## TASK DETAILS
Can you reproduce the data beneath, keeping every line exact?

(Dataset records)
----------------

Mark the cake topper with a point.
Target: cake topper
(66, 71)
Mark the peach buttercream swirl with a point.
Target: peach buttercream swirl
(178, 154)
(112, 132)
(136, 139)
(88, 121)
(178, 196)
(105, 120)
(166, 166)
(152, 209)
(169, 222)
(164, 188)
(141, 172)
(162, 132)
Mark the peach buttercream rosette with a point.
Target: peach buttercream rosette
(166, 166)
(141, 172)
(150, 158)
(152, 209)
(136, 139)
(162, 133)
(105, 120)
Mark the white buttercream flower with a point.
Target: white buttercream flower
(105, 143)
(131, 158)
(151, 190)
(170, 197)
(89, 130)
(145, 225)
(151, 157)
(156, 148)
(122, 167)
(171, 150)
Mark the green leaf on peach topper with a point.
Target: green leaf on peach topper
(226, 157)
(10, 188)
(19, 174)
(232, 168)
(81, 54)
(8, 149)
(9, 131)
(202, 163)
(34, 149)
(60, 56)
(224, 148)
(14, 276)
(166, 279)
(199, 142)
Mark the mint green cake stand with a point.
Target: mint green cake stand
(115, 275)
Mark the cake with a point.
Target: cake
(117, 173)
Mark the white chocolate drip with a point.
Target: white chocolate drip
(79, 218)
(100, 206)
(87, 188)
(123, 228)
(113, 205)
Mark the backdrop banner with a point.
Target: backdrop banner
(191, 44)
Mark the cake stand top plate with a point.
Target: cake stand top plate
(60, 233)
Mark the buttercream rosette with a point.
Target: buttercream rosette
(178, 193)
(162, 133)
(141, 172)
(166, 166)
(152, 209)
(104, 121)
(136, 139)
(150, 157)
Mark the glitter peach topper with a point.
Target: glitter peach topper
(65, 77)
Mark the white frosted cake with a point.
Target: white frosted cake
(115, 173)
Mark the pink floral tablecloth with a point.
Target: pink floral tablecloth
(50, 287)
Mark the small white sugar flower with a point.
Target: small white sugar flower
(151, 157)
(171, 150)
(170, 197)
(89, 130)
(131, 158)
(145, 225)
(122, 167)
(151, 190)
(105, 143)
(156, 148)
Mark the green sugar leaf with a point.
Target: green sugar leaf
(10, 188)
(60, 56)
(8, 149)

----------------

## OUTPUT FOR THIS EXERCISE
Mark the cake topper with a point.
Target: cake topper
(66, 71)
Mark the peach buttercream swirl with a point.
Target: peach buttercream swirl
(178, 154)
(112, 132)
(136, 139)
(88, 121)
(178, 196)
(105, 120)
(166, 166)
(152, 209)
(169, 222)
(164, 188)
(141, 172)
(162, 132)
Mark the peach buttercream rosette with a point.
Target: peach buttercream rosette
(166, 166)
(141, 172)
(150, 158)
(152, 209)
(136, 139)
(162, 133)
(105, 120)
Mark the white buttercream flower with a point.
Target: white buttercream flower
(105, 143)
(131, 158)
(151, 190)
(170, 197)
(89, 130)
(145, 225)
(151, 157)
(156, 148)
(122, 167)
(171, 150)
Mark the green leaf on peach topper with a point.
Target: green leaf on peach topper
(226, 157)
(10, 188)
(19, 174)
(232, 168)
(81, 54)
(8, 149)
(9, 131)
(202, 163)
(34, 149)
(60, 56)
(224, 148)
(14, 276)
(166, 279)
(199, 142)
Mark the mint green cake stand with a point.
Target: mint green cake stand
(115, 275)
Mark the cake with a point.
Target: cake
(117, 173)
Mark the white chocolate drip with a point.
Target: white chocolate drip
(79, 218)
(100, 206)
(87, 188)
(123, 228)
(113, 205)
Mark the backdrop banner with a point.
Target: backdrop banner
(191, 44)
Mark the cake stand top plate with a point.
Target: cake stand top plate
(60, 233)
Mark the buttercream rosette with a point.
Target: buttercream rosette
(178, 193)
(162, 133)
(141, 172)
(166, 166)
(152, 209)
(104, 121)
(136, 139)
(150, 157)
Mark the glitter peach topper with a point.
Target: glitter peach topper
(65, 77)
Mark the white frosted cake with a point.
Target: white frosted cake
(115, 173)
Mark the pink floral tablecloth with a point.
Target: pink floral tablecloth
(50, 287)
Mark the small white sugar flower with a point.
Target: small white sugar flower
(151, 157)
(171, 150)
(170, 197)
(89, 130)
(131, 158)
(145, 225)
(122, 167)
(151, 190)
(105, 143)
(156, 148)
Mark the green sugar leaf with a point.
Target: green sugar leaf
(10, 188)
(60, 56)
(8, 149)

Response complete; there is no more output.